• **Short exercise**: Every record below should be printed exactly as given.

** START OF Data for the task **

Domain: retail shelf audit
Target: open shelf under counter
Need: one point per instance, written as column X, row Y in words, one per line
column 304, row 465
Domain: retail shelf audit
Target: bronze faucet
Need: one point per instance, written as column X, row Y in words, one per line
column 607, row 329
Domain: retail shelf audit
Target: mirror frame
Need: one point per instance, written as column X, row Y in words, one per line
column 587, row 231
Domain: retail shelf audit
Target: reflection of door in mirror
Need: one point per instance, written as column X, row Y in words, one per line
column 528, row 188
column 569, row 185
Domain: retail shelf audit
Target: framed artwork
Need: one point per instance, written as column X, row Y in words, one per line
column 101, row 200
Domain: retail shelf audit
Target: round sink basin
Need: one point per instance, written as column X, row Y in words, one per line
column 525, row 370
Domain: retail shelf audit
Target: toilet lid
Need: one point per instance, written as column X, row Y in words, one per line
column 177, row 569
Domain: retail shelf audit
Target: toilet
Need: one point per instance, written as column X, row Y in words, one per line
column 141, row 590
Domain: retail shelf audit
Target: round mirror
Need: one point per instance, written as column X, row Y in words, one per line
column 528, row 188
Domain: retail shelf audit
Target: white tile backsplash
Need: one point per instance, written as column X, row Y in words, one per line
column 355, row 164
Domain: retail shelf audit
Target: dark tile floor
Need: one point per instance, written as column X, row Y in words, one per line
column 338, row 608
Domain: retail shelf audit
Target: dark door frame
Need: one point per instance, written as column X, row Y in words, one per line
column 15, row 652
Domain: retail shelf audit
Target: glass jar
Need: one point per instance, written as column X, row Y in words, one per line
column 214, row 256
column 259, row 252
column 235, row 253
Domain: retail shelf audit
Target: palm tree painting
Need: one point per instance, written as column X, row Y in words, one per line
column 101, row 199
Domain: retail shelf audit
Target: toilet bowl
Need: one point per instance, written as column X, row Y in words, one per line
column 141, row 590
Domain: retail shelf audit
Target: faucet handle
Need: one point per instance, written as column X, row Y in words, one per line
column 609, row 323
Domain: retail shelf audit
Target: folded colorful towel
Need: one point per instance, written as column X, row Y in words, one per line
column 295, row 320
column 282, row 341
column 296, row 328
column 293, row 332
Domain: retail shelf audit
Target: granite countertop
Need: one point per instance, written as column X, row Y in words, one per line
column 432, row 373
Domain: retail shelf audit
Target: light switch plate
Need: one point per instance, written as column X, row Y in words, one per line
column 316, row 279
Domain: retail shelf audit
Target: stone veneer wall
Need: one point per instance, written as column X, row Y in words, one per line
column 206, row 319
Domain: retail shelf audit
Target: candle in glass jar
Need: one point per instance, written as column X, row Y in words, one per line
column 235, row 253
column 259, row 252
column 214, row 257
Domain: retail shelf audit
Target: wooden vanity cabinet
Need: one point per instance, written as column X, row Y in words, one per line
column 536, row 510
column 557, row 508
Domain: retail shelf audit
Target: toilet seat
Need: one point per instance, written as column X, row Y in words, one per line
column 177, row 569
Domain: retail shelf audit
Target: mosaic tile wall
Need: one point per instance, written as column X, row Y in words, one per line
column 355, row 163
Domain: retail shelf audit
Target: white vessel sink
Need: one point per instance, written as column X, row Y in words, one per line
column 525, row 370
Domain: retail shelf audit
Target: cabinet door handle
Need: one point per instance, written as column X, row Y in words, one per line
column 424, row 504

** END OF Data for the task **

• **Exercise output**:
Domain: retail shelf audit
Target: open shelf under counter
Need: one point per instance, written as column X, row Y in words, one per line
column 304, row 465
Domain: retail shelf audit
Target: bronze faucet
Need: one point per instance, written as column X, row Y in words, one per line
column 607, row 329
Domain: retail shelf audit
Target: mirror frame
Need: one point per instance, written as column X, row Y in words, one per line
column 587, row 231
Domain: retail shelf audit
Target: reflection of door in mirror
Need: one point per instance, written as column X, row Y in words, one per line
column 528, row 188
column 569, row 185
Domain: retail shelf audit
Target: framed artwork
Need: one point per instance, written as column X, row Y in words, one per line
column 101, row 200
Domain: retail shelf audit
Target: round sink basin
Need: one point per instance, written as column X, row Y in words, one per line
column 525, row 370
Domain: retail shelf audit
Target: toilet lid
Need: one point per instance, written as column X, row Y in words, one per line
column 177, row 569
Domain: retail shelf audit
Target: toilet
Need: one point per instance, written as column X, row Y in words, one per line
column 141, row 590
Domain: retail shelf audit
Target: round mirror
Need: one point per instance, written as column X, row Y in words, one per line
column 528, row 188
Domain: retail shelf audit
Target: white tile backsplash
Need: one point per instance, written as column X, row Y in words, one per line
column 355, row 164
Domain: retail shelf audit
Target: dark tile floor
Need: one point per instance, written as column X, row Y in words, one per line
column 338, row 608
Domain: retail shelf audit
Target: dark door frame
Need: one point per instance, written as column X, row Y in words, one per line
column 15, row 652
Domain: retail shelf audit
Target: glass jar
Need: one point per instance, written as column X, row Y in words, one per line
column 214, row 256
column 259, row 252
column 235, row 253
Domain: retail shelf audit
Target: palm tree painting
Need: one point per instance, written as column X, row Y in words, one per line
column 101, row 199
Domain: retail shelf audit
Target: toilet bowl
Need: one point per instance, written as column X, row Y in words, one per line
column 141, row 590
Domain: retail shelf audit
Target: faucet handle
Need: one point per instance, written as column X, row Y in words, one per line
column 609, row 323
Domain: retail shelf audit
Target: folded colorful towel
Need: one point per instance, written as column X, row Y in words, one per line
column 295, row 320
column 282, row 341
column 296, row 328
column 293, row 332
Domain: retail shelf audit
Target: granite countertop
Need: one point per instance, written as column X, row Y in words, one per line
column 432, row 373
Domain: retail shelf audit
Target: light switch plate
Need: one point per instance, written as column X, row Y in words, one per line
column 316, row 279
Domain: retail shelf audit
Target: stone veneer wall
Need: one point per instance, written as column X, row Y in words, one per line
column 206, row 319
Domain: retail shelf audit
Target: candle in glass jar
Need: one point per instance, written as column X, row Y in words, one per line
column 235, row 253
column 259, row 252
column 214, row 257
Domain: retail shelf audit
Target: wooden vanity cabinet
Need: one point per instance, written as column X, row Y in words, one per line
column 536, row 510
column 557, row 508
Domain: retail shelf audit
Target: toilet seat
Need: one point per instance, written as column X, row Y in words, one per line
column 177, row 569
Domain: retail shelf audit
Target: mosaic tile wall
Need: one point per instance, written as column X, row Y in words, one per line
column 355, row 163
Domain: retail shelf audit
Target: white vessel sink
Need: one point per instance, written as column X, row Y in words, one per line
column 525, row 370
Domain: retail shelf audit
Target: cabinet door handle
Need: one point per instance, written as column X, row Y in words, one per line
column 424, row 504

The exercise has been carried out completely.